Document section:
****

Contemplative Inquiry

This blog is about contemplative inquiry

Tag: Gloucester Park

SIMPLE PLEASURE IN AUTUMN LEAVES

Recently, Elaine and I walked to our local park after a  considerable absence. We were both adequately bold and mobile at the same time. We found a park very different, at least visually, to the sad, dried-up space of late  August and its premature turn.

Here, above, is lush life against a background suggestive of mist. Close up, we enjoy the patterns and colours of the leaves. They seem fresh, radiant and alive.

Below, the distinctive yellow of the tree of heaven, and its fern-like leaves, provide a powerful contrast that adds to our enjoyment.

Looking from a somewhat greater distance, below, I experience a sense of majesty in seeing the whole tree (right) leaning into blue sky. Its slightly closer neighbour (left) provides a subtle colour contrast with a deep green intermingled with brown leaves ready to fall.

Below, I have stepped back further from the trees. My picture is of a clump of trees in the park. They are largish trees. The person walking past them is dwarfed. But I’m still enjoying leaves. I like the reddish brown emerging from residual green. I see Nature at work in a way that is both understated and beautiful. I know also that it can be a sheltering space within a generally flat and open park.

****

Given request A: Reproduce the blog post word for word from "This blog is" to "to our enjoyment.".

****

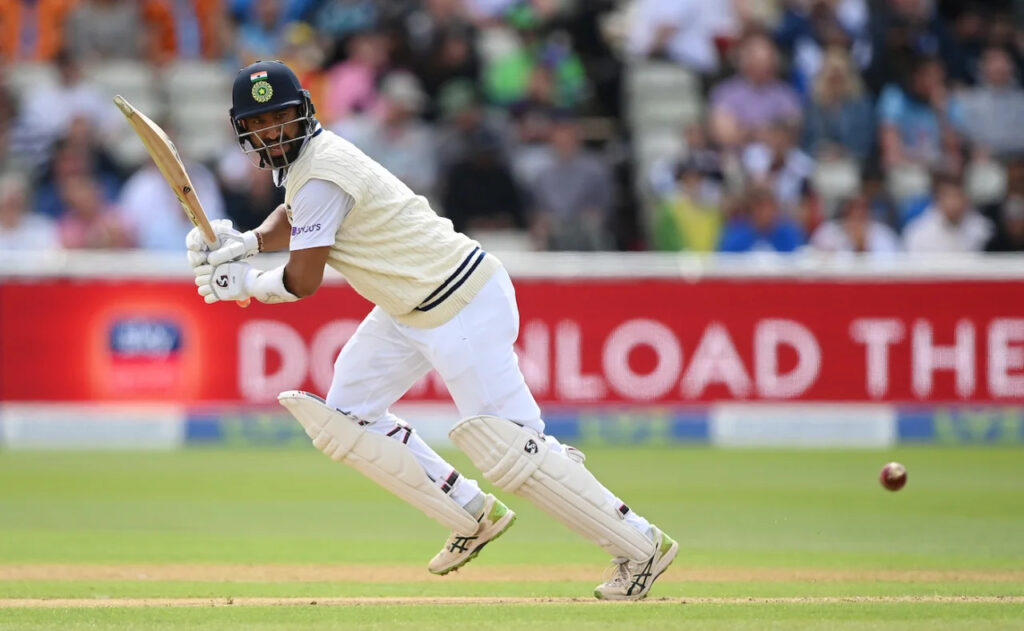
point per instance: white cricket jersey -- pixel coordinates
(387, 242)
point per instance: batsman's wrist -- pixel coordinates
(269, 286)
(253, 243)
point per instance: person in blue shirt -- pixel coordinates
(759, 225)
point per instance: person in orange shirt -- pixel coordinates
(184, 29)
(32, 30)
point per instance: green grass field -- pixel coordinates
(253, 539)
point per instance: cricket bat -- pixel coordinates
(165, 155)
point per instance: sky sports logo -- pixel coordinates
(144, 338)
(303, 229)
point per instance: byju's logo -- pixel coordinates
(300, 229)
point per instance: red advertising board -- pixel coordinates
(582, 341)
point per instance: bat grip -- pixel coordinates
(214, 243)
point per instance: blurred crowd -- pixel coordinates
(681, 125)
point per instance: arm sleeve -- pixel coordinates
(317, 210)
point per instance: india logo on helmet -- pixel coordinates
(262, 91)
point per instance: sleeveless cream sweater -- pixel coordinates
(392, 248)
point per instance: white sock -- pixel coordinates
(475, 506)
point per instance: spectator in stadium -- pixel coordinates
(807, 30)
(89, 221)
(530, 145)
(150, 206)
(439, 43)
(683, 31)
(351, 85)
(48, 111)
(777, 162)
(109, 30)
(261, 34)
(1010, 234)
(77, 154)
(920, 121)
(185, 29)
(696, 149)
(993, 111)
(902, 31)
(32, 30)
(507, 77)
(340, 19)
(853, 230)
(689, 219)
(572, 200)
(291, 10)
(841, 117)
(480, 193)
(744, 104)
(756, 223)
(9, 157)
(246, 188)
(392, 134)
(19, 227)
(463, 119)
(949, 223)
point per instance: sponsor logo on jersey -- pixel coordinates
(302, 229)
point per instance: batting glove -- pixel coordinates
(224, 282)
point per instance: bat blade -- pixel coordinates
(167, 159)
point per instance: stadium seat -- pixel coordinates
(985, 181)
(133, 80)
(24, 76)
(659, 79)
(906, 181)
(835, 179)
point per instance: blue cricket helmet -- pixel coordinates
(266, 86)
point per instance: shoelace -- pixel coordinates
(617, 573)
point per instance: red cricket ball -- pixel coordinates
(893, 476)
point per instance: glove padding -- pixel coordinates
(224, 282)
(231, 245)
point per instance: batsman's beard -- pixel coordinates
(290, 152)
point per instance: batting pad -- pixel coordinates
(385, 460)
(519, 461)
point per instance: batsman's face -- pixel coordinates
(274, 134)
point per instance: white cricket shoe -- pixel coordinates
(632, 580)
(459, 550)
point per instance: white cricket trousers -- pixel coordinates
(472, 352)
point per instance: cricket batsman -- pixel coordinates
(441, 302)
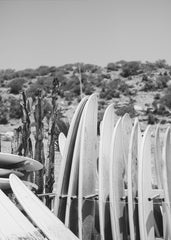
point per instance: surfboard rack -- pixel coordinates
(93, 196)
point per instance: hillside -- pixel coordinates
(141, 89)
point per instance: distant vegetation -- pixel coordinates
(112, 82)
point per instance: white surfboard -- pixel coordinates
(62, 142)
(145, 207)
(47, 222)
(126, 134)
(166, 182)
(158, 157)
(6, 172)
(133, 161)
(5, 184)
(117, 185)
(65, 168)
(71, 217)
(12, 161)
(13, 224)
(107, 127)
(88, 169)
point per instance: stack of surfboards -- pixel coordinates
(18, 165)
(111, 193)
(121, 191)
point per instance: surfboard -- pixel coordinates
(62, 142)
(88, 170)
(71, 217)
(5, 184)
(133, 161)
(158, 157)
(65, 168)
(107, 127)
(42, 217)
(13, 224)
(166, 180)
(6, 172)
(126, 134)
(117, 186)
(12, 161)
(145, 207)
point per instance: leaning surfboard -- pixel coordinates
(6, 172)
(12, 161)
(62, 142)
(166, 182)
(107, 127)
(87, 169)
(126, 134)
(71, 217)
(65, 168)
(145, 207)
(117, 186)
(158, 157)
(13, 224)
(5, 184)
(133, 161)
(46, 221)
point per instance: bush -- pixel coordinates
(131, 69)
(42, 83)
(15, 110)
(112, 67)
(166, 99)
(161, 81)
(126, 109)
(3, 113)
(112, 89)
(16, 85)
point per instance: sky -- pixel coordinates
(58, 32)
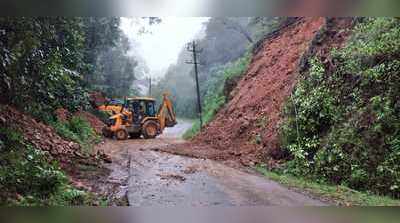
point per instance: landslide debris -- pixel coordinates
(245, 131)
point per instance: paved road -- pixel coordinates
(162, 179)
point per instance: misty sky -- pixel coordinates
(161, 47)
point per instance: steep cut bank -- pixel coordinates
(246, 129)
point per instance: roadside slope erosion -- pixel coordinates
(245, 131)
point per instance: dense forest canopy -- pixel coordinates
(49, 63)
(225, 40)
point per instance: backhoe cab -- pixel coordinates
(139, 117)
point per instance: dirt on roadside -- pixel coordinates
(245, 131)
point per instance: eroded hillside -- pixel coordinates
(246, 129)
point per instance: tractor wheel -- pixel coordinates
(121, 134)
(135, 135)
(107, 133)
(150, 129)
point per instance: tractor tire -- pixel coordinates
(150, 129)
(107, 133)
(135, 135)
(121, 134)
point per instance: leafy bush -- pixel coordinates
(215, 97)
(78, 130)
(343, 126)
(27, 177)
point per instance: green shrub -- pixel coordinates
(77, 129)
(215, 97)
(28, 177)
(343, 126)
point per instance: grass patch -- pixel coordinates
(78, 129)
(29, 178)
(339, 195)
(215, 97)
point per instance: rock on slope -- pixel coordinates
(246, 129)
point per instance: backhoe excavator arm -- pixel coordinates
(166, 114)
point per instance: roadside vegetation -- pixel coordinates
(342, 123)
(49, 64)
(78, 129)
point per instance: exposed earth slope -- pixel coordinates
(246, 129)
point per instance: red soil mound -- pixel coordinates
(44, 137)
(246, 130)
(94, 122)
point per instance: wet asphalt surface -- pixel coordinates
(157, 179)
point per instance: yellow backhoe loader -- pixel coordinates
(138, 117)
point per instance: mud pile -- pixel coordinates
(94, 122)
(246, 129)
(44, 137)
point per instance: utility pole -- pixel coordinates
(191, 47)
(149, 86)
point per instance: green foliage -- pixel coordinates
(333, 194)
(78, 130)
(48, 63)
(27, 177)
(344, 126)
(215, 97)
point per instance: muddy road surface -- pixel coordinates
(151, 178)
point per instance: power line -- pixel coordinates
(191, 47)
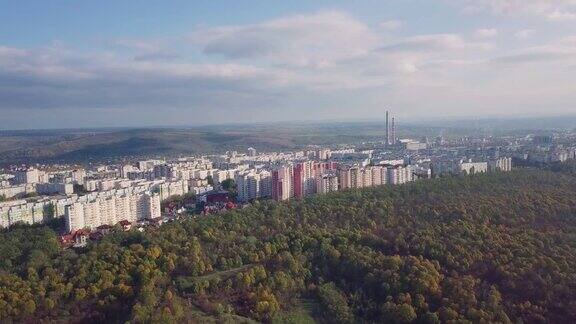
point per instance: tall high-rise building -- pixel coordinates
(393, 132)
(282, 183)
(387, 129)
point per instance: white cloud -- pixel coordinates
(486, 33)
(435, 42)
(524, 34)
(304, 40)
(560, 15)
(391, 24)
(547, 9)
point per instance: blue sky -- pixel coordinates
(137, 63)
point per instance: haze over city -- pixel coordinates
(68, 64)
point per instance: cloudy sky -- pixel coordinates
(135, 62)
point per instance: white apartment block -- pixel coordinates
(253, 185)
(327, 183)
(55, 188)
(501, 164)
(111, 210)
(12, 212)
(473, 167)
(30, 175)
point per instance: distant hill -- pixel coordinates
(108, 144)
(492, 248)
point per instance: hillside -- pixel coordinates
(486, 248)
(97, 145)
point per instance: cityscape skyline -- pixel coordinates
(67, 65)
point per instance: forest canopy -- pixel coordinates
(482, 248)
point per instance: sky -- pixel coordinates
(72, 63)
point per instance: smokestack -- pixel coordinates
(387, 130)
(393, 131)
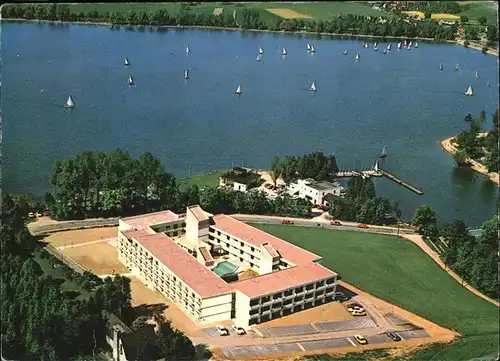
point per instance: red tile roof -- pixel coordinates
(199, 278)
(257, 237)
(282, 280)
(145, 220)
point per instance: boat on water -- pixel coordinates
(313, 87)
(69, 103)
(383, 154)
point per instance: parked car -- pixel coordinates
(239, 330)
(361, 339)
(222, 330)
(394, 336)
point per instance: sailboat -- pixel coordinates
(69, 103)
(383, 154)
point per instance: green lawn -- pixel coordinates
(482, 8)
(397, 271)
(203, 180)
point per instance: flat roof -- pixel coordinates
(257, 238)
(198, 277)
(282, 280)
(144, 221)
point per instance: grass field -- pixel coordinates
(481, 8)
(317, 11)
(397, 271)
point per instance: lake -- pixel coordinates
(400, 100)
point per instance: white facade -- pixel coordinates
(314, 191)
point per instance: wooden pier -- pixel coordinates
(378, 173)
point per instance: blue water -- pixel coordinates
(400, 100)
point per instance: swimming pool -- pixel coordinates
(224, 268)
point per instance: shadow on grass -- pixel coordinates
(149, 310)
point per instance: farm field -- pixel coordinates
(399, 272)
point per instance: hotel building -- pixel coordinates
(216, 268)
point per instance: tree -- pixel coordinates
(424, 216)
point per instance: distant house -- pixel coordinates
(314, 191)
(240, 179)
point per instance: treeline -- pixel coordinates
(475, 259)
(361, 204)
(42, 320)
(97, 184)
(482, 149)
(247, 19)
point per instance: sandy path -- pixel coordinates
(478, 167)
(417, 239)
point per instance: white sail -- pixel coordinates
(69, 103)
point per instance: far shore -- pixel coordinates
(448, 145)
(474, 46)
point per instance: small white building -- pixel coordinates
(314, 191)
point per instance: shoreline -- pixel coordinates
(460, 42)
(447, 145)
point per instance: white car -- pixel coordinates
(222, 330)
(239, 330)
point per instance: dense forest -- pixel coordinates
(41, 319)
(475, 259)
(397, 26)
(483, 149)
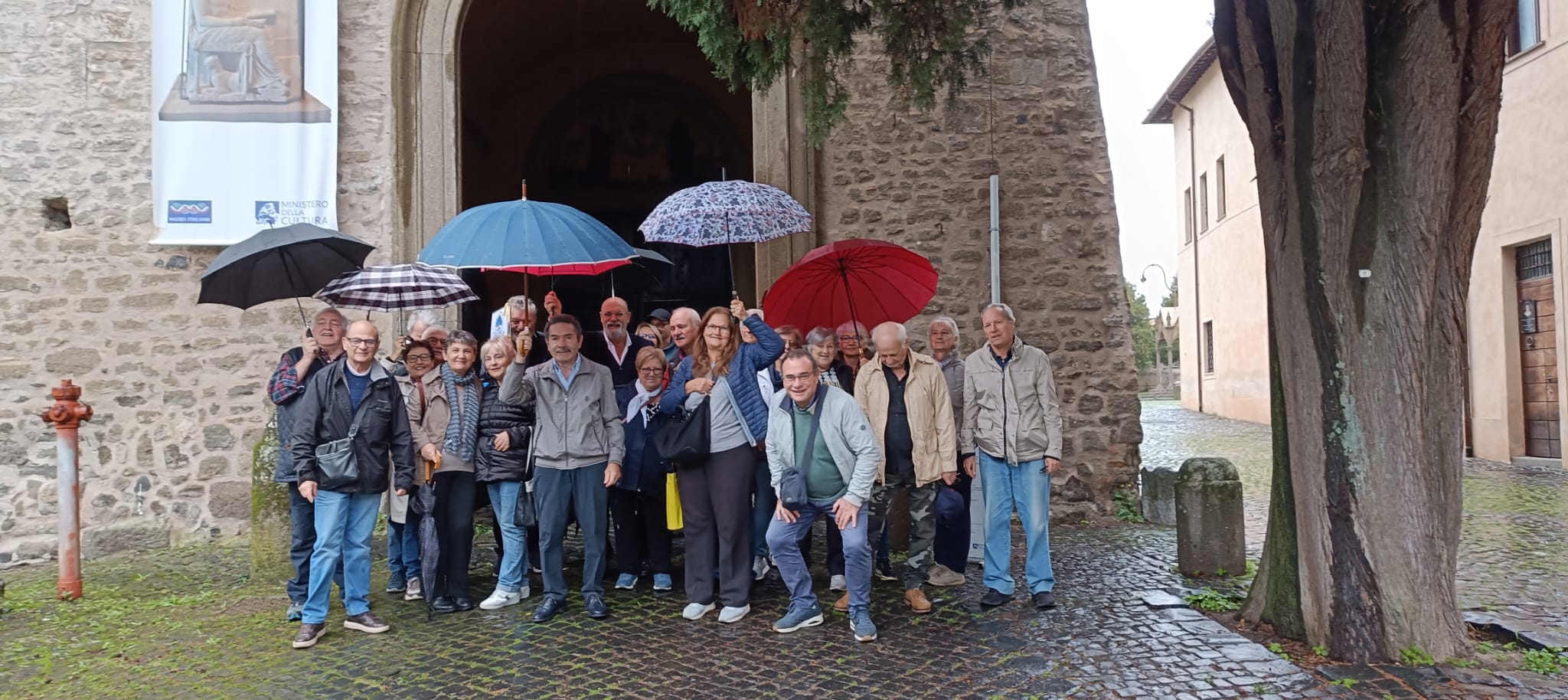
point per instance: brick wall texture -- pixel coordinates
(178, 388)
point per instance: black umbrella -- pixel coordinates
(292, 261)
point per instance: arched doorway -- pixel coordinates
(604, 106)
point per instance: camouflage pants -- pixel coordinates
(923, 523)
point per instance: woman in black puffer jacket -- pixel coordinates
(501, 465)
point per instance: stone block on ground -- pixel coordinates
(1211, 528)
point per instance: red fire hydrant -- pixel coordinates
(67, 415)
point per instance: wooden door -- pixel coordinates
(1539, 351)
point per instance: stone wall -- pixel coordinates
(178, 390)
(921, 181)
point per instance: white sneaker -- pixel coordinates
(695, 611)
(733, 614)
(501, 598)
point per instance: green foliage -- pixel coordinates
(1545, 661)
(929, 47)
(1128, 507)
(1415, 656)
(1214, 601)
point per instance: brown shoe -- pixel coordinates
(308, 634)
(366, 622)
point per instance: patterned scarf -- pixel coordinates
(463, 429)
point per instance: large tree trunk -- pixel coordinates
(1373, 124)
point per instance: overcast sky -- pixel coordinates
(1138, 46)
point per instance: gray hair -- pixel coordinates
(1005, 309)
(949, 322)
(897, 330)
(423, 316)
(821, 335)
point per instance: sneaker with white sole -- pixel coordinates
(501, 598)
(733, 614)
(695, 611)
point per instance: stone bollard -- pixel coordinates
(1211, 528)
(1159, 495)
(270, 526)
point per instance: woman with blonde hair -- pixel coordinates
(715, 493)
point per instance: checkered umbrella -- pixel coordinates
(397, 288)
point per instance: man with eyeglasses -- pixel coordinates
(615, 345)
(358, 402)
(320, 345)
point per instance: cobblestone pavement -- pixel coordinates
(185, 623)
(1512, 554)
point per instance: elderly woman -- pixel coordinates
(446, 432)
(403, 522)
(715, 493)
(639, 499)
(501, 466)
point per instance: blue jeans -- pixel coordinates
(785, 542)
(580, 490)
(344, 525)
(513, 550)
(403, 548)
(763, 505)
(302, 542)
(1026, 487)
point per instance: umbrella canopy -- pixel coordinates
(528, 236)
(397, 288)
(871, 281)
(275, 264)
(727, 212)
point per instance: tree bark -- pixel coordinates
(1373, 126)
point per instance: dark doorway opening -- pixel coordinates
(609, 107)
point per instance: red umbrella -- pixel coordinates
(871, 281)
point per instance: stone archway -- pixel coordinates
(427, 140)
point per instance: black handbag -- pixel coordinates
(684, 438)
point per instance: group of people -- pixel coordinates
(565, 426)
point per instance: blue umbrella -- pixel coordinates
(528, 236)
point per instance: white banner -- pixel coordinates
(243, 118)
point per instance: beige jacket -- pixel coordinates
(1011, 415)
(930, 415)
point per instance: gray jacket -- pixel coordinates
(844, 429)
(573, 429)
(1011, 413)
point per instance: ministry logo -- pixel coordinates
(190, 211)
(267, 212)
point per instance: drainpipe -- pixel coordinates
(1197, 278)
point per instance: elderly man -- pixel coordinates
(350, 427)
(952, 522)
(577, 443)
(318, 347)
(905, 397)
(821, 443)
(1014, 430)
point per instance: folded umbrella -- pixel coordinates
(276, 264)
(397, 288)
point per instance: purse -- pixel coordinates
(684, 438)
(792, 481)
(335, 462)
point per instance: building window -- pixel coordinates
(1203, 201)
(1186, 200)
(1526, 28)
(1207, 347)
(1219, 188)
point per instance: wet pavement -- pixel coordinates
(1512, 558)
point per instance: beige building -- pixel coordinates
(1514, 408)
(446, 104)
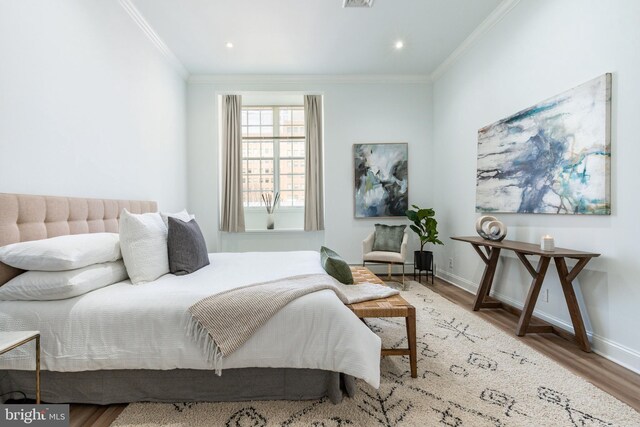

****

Given request B: Locate every line in the rows above that contains the word "bush" and copy each of those lines.

Worked solution A:
This blog is about contemplative inquiry

Tag: Gloucester Park

SIMPLE PLEASURE IN AUTUMN LEAVES

Recently, Elaine and I walked to our local park after a  considerable absence. We were both adequately bold and mobile at the same time. We found a park very different, at least visually, to the sad, dried-up space of late  August and its premature turn.

Here, above, is lush life against a background suggestive of mist. Close up, we enjoy the patterns and colours of the leaves. They seem fresh, radiant and alive.

Below, the distinctive yellow of the tree of heaven, and its fern-like leaves, provide a powerful contrast that adds to our enjoyment.

Worked solution B:
point per instance: bush -- pixel coordinates
point per instance: leafy bush -- pixel coordinates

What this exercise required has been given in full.